- [GOAL]: Extract the lines below verbatim, with no changes to wording, punctuation, or order.

- [LISTED ENTRIES]:

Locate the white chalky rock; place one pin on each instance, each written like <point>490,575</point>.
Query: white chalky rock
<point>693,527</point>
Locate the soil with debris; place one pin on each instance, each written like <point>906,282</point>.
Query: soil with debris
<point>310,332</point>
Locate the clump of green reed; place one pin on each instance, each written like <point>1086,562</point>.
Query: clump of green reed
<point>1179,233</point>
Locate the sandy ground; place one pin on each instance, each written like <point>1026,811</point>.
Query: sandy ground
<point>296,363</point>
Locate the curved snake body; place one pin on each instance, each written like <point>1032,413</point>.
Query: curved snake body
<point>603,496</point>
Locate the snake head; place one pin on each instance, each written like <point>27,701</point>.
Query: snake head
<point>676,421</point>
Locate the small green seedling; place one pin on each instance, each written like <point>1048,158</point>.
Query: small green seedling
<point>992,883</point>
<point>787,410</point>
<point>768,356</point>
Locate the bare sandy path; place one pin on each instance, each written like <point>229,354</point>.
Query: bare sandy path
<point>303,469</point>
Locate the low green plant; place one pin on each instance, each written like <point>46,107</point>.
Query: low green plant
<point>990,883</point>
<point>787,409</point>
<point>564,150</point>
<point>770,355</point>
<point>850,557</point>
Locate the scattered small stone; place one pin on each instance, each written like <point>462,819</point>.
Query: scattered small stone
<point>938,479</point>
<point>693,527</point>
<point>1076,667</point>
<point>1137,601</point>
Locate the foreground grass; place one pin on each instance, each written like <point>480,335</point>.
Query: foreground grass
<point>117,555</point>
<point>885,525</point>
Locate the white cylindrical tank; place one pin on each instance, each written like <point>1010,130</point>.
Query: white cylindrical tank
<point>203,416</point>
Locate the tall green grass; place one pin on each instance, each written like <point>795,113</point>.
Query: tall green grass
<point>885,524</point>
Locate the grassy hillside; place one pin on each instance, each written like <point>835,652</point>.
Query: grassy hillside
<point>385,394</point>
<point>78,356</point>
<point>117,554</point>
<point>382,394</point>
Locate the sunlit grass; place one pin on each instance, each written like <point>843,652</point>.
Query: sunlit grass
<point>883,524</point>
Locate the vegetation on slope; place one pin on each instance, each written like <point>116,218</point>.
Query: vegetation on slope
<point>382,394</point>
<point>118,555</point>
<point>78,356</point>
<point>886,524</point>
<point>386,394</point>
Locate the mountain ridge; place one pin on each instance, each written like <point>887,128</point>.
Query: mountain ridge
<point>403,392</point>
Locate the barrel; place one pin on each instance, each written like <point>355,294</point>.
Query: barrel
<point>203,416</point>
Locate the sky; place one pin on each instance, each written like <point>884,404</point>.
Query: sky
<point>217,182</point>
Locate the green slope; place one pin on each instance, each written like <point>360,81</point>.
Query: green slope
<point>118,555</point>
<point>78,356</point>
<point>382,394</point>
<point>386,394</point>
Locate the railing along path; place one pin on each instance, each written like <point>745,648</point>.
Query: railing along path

- [OUTPUT OF THE EXERCISE]:
Locate the white chalky rock; place one pin on each instance, each written like <point>490,575</point>.
Query: white chalky rock
<point>693,527</point>
Locate the soil with debris; place one pin on each instance, each written like <point>906,282</point>.
Query: soil with debris
<point>310,332</point>
Locate the clump of green reed; place one pin on each instance, each written like <point>1086,562</point>.
Query: clump of green reed
<point>1179,233</point>
Locate the sandy ground; place one pin on each instance, each written like <point>1026,811</point>.
Query: sandy ground
<point>296,363</point>
Locate the curved snake body; place one pin on each instance, each written like <point>1032,413</point>.
Query: curved snake body
<point>603,496</point>
Locate the snake head; place one pin on each instance, each written like <point>27,701</point>.
Query: snake head
<point>676,421</point>
Locate the small green seedling; place one pin on each instance, each written like <point>1048,158</point>.
Query: small green seedling
<point>992,883</point>
<point>787,410</point>
<point>768,356</point>
Locate the bare sandy path; place one pin on each instance, each written like <point>229,354</point>.
Query: bare sandy path
<point>303,469</point>
Locate the low green plant; place one pin on each instance, each written like <point>46,107</point>.
Query: low green plant
<point>990,883</point>
<point>787,409</point>
<point>564,150</point>
<point>770,355</point>
<point>850,557</point>
Locate the scattered small stone; place one pin on each instance, each written like <point>462,819</point>.
Query: scattered small stone
<point>938,479</point>
<point>693,527</point>
<point>1076,667</point>
<point>1137,601</point>
Locate the foreground grass; place one pin on each instance, each written like <point>480,335</point>.
Query: foreground grass
<point>117,555</point>
<point>885,525</point>
Locate the white cylindrical tank; place one pin on each instance, each written like <point>1010,130</point>.
Query: white cylindrical tank
<point>203,416</point>
Locate the tall green grass; place one pin on each instance, each written like <point>795,113</point>.
Query: tall green grass
<point>885,524</point>
Locate the grassy hillside; place one pin on each instance, each written like <point>835,652</point>.
Query: grassy hillside
<point>385,394</point>
<point>78,356</point>
<point>117,554</point>
<point>382,394</point>
Locate the sunlit grass; place one pin on each instance, each written like <point>843,652</point>.
Query: sunlit grass
<point>883,524</point>
Locate the vegetation on slope; place one pin on each instance, each written like <point>116,218</point>.
Query: vegetation on slope
<point>382,394</point>
<point>118,555</point>
<point>78,356</point>
<point>886,524</point>
<point>386,394</point>
Locate the mountain ridge; place one pin on each instance, each written like <point>887,128</point>.
Query: mountain ridge
<point>403,392</point>
Locate the barrel; place one pin on each instance, each written like <point>355,294</point>.
Query: barrel
<point>203,416</point>
Locate the sky; place one pin on each instance, each written like <point>884,404</point>.
Query: sky
<point>217,182</point>
Locate the green slope; place one pin on each instance, each written like <point>360,81</point>.
Query: green slope
<point>118,555</point>
<point>78,356</point>
<point>382,394</point>
<point>386,394</point>
Locate the railing along path; place one pin on each instance, each written like <point>745,648</point>.
Query: railing along path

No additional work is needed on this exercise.